* **Problem requirements**:
What is needed is the run of lines from the one with "Mark the champagne" through the close of the data, set down exactly.

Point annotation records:
-=-=-
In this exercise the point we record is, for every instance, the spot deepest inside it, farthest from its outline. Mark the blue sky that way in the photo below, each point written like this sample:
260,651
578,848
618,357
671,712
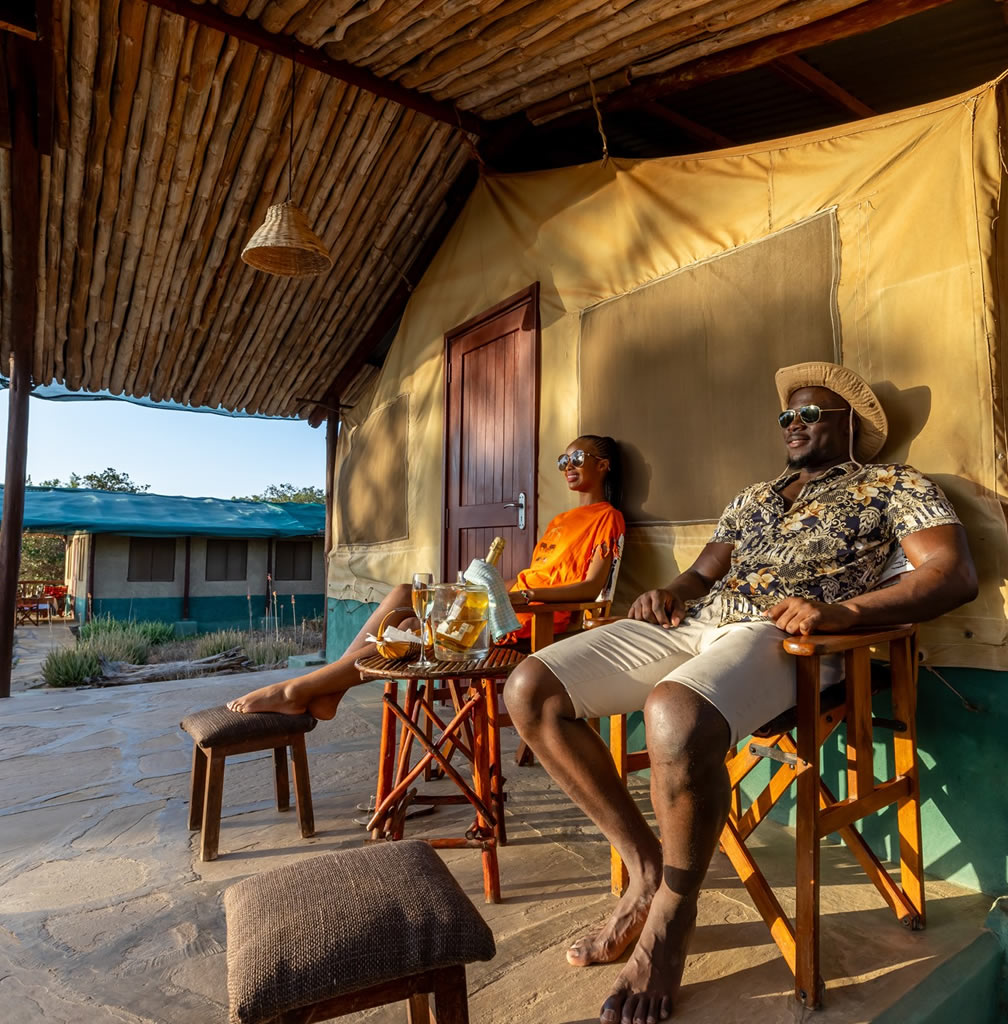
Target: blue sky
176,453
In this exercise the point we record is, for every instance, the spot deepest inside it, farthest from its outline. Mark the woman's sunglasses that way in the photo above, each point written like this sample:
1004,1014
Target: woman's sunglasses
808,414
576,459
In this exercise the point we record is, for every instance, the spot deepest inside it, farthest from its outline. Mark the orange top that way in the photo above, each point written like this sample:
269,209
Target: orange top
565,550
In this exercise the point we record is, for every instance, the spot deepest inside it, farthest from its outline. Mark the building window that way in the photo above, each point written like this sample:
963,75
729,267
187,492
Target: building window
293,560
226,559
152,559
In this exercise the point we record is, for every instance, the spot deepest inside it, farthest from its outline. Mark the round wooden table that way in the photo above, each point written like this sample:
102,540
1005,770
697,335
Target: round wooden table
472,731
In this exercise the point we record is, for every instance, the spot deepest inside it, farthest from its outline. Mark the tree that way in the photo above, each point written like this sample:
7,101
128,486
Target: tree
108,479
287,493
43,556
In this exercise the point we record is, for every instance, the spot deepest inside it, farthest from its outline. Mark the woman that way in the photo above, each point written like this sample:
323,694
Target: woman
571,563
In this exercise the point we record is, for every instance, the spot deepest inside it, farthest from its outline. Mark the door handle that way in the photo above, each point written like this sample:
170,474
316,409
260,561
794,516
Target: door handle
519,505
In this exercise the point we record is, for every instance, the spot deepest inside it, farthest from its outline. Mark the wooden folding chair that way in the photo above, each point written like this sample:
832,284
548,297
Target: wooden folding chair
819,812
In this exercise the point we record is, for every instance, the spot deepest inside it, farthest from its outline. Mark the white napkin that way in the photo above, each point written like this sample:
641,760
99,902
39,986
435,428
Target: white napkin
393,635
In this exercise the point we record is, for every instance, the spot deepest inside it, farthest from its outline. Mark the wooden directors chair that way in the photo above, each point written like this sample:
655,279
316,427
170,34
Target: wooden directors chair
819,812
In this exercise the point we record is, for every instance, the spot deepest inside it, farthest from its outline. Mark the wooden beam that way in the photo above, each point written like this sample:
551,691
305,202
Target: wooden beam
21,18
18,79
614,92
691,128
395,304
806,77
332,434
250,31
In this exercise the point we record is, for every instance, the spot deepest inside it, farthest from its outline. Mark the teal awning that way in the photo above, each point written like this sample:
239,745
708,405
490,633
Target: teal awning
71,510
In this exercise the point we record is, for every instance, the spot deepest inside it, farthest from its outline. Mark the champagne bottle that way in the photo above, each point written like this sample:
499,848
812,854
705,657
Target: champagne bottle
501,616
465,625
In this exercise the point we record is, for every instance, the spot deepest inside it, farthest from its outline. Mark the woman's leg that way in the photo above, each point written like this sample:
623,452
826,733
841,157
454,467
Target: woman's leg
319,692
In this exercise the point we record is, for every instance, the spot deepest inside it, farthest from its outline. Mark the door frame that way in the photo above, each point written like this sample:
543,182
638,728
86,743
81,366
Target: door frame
-=-=-
* **Solution below**:
In this exercise the point we record is, for every instance, the spot deepest inside it, farthest from its outline. Mark the champagne bottle that way in the photo above, each point written like this sample:
499,848
812,854
705,657
Target: champagne bottle
501,616
465,625
In this exercise the point we record is, for every instance, the spot deepest inside it, farthest from its outline. Mark the woman's leg that way in the photo above, each point written like this sample:
623,452
826,733
841,157
454,467
Target: woman's leg
319,692
In this exercise the point we record is, for every instance, the spot deepest inside it, farthest from its outline. Mark the door frame that way in the photo above, each point written like this sample:
543,182
638,728
86,743
81,366
Target: door frame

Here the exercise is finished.